[A run of rows]
[START]

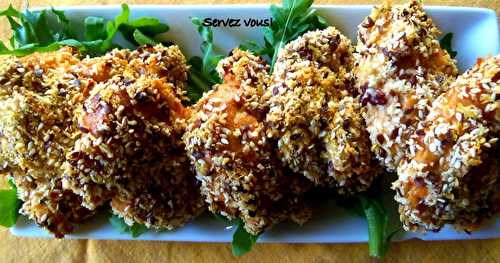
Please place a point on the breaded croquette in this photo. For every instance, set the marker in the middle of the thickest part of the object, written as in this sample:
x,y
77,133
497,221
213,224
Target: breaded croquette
x,y
401,69
131,143
234,160
454,174
315,115
37,126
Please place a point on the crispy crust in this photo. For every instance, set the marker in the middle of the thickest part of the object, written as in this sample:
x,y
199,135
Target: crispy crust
x,y
37,128
453,176
314,113
401,69
226,142
131,150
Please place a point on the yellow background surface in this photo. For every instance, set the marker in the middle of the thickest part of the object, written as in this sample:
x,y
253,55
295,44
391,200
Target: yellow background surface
x,y
16,249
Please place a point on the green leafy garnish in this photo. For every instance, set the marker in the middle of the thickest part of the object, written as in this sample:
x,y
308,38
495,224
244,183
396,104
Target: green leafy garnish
x,y
445,43
203,74
242,240
119,224
291,20
369,205
49,30
9,206
379,235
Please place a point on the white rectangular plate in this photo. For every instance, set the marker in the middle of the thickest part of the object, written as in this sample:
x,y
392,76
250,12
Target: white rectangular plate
x,y
475,35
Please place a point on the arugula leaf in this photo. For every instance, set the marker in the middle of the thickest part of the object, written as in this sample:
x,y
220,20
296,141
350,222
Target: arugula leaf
x,y
379,237
242,240
49,30
369,205
119,224
291,20
203,74
94,28
9,206
445,43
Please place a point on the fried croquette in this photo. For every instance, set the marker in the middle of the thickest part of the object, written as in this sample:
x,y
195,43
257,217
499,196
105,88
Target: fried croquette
x,y
37,126
401,68
454,174
315,114
234,160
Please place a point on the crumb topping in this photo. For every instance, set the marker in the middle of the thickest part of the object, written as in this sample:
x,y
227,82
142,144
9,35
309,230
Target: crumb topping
x,y
315,114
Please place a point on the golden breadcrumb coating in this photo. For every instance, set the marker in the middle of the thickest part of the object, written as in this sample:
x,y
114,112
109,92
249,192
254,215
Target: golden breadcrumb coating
x,y
37,128
226,142
315,115
401,69
131,145
454,174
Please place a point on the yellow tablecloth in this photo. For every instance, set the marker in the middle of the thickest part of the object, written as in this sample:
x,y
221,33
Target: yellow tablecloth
x,y
16,249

[END]

Reproduce every row above word for word, omitting the pictures.

Please place a point on the breaded croquette in this photo. For every instance, set the marker in the middle of the thickest part of the object, written as in this sample:
x,y
77,133
497,221
213,224
Target: breaded croquette
x,y
401,69
131,143
234,160
454,174
315,115
37,126
Please place a point on the crispy crust in this photo. For every instance, set the marker in the middle of the thickest part of the object, written as in this sample:
x,y
199,135
Target: crispy crust
x,y
37,128
453,176
314,113
401,69
226,142
131,150
Please place a point on the yellow background surface in this photo. For every instance, set the marker in the middle of the thickest part of the object, written as in this sample:
x,y
253,55
295,44
391,200
Target: yellow background surface
x,y
16,249
Please place a point on the green leafy garnish in this photo. For every instance, set the marker in the middle of the thickest part of the object, written as in this sample:
x,y
308,38
495,224
244,183
396,104
Target: green leafy garnish
x,y
445,43
203,74
242,240
119,224
291,20
369,205
49,30
9,206
379,235
Please place a point on the white rectangular plate in this photo. For every instance, set the marker in the middle of the thickest part of the object, written as in this sample:
x,y
392,76
250,12
Target: white rectangular plate
x,y
475,35
Please place a point on the arugula leaf in this photo. For every instance, set the marker in the middle of the thickest part of the object, written as in this sample:
x,y
220,20
296,141
350,222
Target: arugula leaf
x,y
379,237
242,240
49,30
369,205
119,224
291,20
203,74
94,28
9,206
445,43
Please place a point on the fried croquette in this photo. For every instance, set the marker in the middle of the thickest part of the object, written as in this sample:
x,y
195,43
257,217
499,196
105,88
Target: fried croquette
x,y
37,126
401,68
454,174
315,114
234,160
Please place a point on the crumb topping in this photo. For every instance, set the marker in the middle of the thickest part of the object, written as in this sample:
x,y
227,82
142,144
9,35
309,230
Target: crumb topping
x,y
315,114
Please place a point on the golden breadcrumb coating in this photo. For every instance, set the marker in the middle of the thickest part of the object, written as in this sample:
x,y
114,112
109,92
249,192
254,215
Target: golden breadcrumb coating
x,y
37,128
226,142
315,115
401,69
131,145
454,174
Please place a point on the yellow tablecloth in this photo. For every instance, set the marker in the middle of the thickest part of the object, written as in this sample:
x,y
221,33
Target: yellow tablecloth
x,y
16,249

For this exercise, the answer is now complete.